Top of Given text

I found abdiel's review of Schlussel's review of Live Free, Die Hard via Sadly, No! (Just so you know who I blame.) When I clicked over to Schlussel's site, I noticed his favorite solecism ("It's hard to believe this third sequel to 1988's Die Hard is the fourth in a series") wasn't there. I assumed he'd juiced the stupid for effect, not that she'd edited it after he brought it to her attention. Diligent procrastinator that I am, I read some of her other movie reviews and, needless to say, I can state with certainty that she edited it after he brought it to her attention.
Consider her review of SiCKO. She first argues that "HMOs are ... socialized medicine." (I'm no proponent of E-Prime, but her copular slaughter almost convinces me to tack about.) This isn't a good argument, but it has the benefit of being an arguable one. The same can't be said of this:
We already have the unworkable system of bad medicine that Moore wants.
SiCKO is many things, but there's one thing it isn't: a defense of the status quo. HMOs may be (but really aren't) a form of socialized medicine. That's a (debatable, but wildly incorrect) fact. The claim that "Moore wants the unworkable system of bad medicine we already have" leaves me at a loss, so I'll quote Dorothy Parker:
There are times when images blow to fluff, and comparisons stiffen and shrivel. Such an occasion is surely at hand when one is confronted by Dreiser's latest museum piece, Dawn. One can but revise a none-too-hot dialectic of childhood; ask, in rhetorical aggressiveness, "What writes worse than a Theodore Dreiser?"—loudly crow the answer, "Two Theodore Dreisers"; and, according to temperament, rejoice at the merciful absurdity of the conception, or shudder away from the thought.

Bottom of Given text
Top of Excerpted records

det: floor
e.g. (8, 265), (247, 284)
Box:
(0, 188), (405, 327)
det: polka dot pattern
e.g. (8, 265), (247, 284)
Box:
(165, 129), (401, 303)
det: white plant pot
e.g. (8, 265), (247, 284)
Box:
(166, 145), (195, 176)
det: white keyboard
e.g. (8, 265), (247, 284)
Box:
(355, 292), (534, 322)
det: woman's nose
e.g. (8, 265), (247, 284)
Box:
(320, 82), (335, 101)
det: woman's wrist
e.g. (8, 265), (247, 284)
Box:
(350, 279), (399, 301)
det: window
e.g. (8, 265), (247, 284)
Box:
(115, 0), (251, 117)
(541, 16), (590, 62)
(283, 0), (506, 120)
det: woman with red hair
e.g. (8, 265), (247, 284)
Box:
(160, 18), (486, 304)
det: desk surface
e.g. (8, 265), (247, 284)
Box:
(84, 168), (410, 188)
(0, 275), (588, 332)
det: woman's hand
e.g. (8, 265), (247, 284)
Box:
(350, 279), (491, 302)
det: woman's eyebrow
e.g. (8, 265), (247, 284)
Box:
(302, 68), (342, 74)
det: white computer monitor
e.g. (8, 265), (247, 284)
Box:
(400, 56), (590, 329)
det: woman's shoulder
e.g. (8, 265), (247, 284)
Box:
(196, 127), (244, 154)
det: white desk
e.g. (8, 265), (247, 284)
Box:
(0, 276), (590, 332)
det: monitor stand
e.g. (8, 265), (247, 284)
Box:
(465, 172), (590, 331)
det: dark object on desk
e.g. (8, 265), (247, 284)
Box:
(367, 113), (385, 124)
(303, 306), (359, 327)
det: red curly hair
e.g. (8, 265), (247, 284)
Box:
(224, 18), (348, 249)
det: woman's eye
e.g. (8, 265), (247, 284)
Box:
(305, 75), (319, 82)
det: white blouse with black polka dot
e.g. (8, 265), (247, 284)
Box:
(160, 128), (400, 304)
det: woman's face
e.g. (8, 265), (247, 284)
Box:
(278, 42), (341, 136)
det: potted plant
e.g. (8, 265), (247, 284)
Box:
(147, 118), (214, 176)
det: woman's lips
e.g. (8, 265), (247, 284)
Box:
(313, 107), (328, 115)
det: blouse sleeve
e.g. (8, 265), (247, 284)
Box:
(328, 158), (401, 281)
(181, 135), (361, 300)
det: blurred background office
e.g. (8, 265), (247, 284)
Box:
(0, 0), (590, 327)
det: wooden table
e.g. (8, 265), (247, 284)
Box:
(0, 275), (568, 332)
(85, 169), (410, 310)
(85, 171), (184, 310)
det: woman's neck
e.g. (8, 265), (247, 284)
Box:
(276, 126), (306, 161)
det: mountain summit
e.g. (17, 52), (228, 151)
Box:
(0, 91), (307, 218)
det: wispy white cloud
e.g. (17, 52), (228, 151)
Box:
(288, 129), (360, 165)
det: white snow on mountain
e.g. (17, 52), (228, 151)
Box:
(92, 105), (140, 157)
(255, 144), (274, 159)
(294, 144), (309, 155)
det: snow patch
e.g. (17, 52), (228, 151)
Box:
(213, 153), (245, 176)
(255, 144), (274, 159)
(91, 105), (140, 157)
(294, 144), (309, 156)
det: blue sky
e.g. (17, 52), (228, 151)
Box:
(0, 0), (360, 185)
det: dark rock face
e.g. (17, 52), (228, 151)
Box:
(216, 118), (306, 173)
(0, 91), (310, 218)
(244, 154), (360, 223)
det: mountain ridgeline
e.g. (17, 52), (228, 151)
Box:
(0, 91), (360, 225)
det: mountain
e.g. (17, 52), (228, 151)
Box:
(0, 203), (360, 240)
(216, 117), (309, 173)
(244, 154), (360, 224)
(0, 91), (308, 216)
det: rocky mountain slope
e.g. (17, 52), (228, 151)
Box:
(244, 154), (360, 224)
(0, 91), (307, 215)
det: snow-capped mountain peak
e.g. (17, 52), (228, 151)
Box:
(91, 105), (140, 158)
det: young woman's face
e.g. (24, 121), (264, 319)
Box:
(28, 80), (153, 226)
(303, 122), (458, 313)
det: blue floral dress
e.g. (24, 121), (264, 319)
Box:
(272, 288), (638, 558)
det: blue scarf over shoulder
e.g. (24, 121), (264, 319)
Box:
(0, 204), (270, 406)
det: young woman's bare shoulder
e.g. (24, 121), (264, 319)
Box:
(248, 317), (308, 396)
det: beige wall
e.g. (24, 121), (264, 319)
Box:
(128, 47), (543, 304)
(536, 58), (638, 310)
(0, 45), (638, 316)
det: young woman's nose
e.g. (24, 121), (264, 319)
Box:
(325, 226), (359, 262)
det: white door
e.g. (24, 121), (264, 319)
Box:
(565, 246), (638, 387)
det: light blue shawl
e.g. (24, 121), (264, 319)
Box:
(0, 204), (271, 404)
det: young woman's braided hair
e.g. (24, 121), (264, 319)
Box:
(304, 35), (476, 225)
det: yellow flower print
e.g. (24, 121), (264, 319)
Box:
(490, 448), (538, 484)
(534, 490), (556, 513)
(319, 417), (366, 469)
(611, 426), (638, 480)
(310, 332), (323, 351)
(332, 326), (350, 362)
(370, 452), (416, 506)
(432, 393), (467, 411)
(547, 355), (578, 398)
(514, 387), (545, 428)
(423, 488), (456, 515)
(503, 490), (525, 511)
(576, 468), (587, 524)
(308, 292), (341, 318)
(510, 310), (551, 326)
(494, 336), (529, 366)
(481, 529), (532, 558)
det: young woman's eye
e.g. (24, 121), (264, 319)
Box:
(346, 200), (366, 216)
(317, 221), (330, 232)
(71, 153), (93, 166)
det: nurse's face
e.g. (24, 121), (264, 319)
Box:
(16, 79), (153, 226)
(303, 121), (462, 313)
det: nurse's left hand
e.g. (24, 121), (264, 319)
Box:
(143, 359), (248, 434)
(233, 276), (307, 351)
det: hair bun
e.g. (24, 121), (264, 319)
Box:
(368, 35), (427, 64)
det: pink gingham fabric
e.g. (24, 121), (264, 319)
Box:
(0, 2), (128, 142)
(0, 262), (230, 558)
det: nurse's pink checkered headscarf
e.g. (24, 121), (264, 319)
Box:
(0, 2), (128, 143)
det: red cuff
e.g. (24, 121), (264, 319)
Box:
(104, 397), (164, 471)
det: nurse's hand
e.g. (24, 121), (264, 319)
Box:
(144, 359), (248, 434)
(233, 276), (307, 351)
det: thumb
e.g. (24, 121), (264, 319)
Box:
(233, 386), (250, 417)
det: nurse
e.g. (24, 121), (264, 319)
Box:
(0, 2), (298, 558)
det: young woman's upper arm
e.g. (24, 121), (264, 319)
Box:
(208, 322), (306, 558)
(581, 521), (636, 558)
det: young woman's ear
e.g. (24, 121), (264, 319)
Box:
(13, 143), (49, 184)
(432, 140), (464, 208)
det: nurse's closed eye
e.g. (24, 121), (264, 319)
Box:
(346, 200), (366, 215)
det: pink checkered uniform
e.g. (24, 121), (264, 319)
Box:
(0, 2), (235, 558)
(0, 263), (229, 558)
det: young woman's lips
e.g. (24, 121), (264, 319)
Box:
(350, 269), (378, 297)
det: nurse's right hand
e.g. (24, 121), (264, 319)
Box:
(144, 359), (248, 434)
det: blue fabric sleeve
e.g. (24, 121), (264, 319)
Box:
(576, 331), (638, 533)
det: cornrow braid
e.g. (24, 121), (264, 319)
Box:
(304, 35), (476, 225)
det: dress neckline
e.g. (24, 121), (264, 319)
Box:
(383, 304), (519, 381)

Bottom of Excerpted records

→ Problems to solve
[A] Please copy the blog post word for word from "Consider her review" to "that Moore wants.".
[B] In the blog post, whom does the writer quote after being left at a loss by a claim about Moore?
The records can be ignored.

→ Per-task answers
[A]
Consider her review of SiCKO. She first argues that "HMOs are ... socialized medicine." (I'm no proponent of E-Prime, but her copular slaughter almost convinces me to tack about.) This isn't a good argument, but it has the benefit of being an arguable one. The same can't be said of this:
We already have the unworkable system of bad medicine that Moore wants.

[B] Dorothy Parker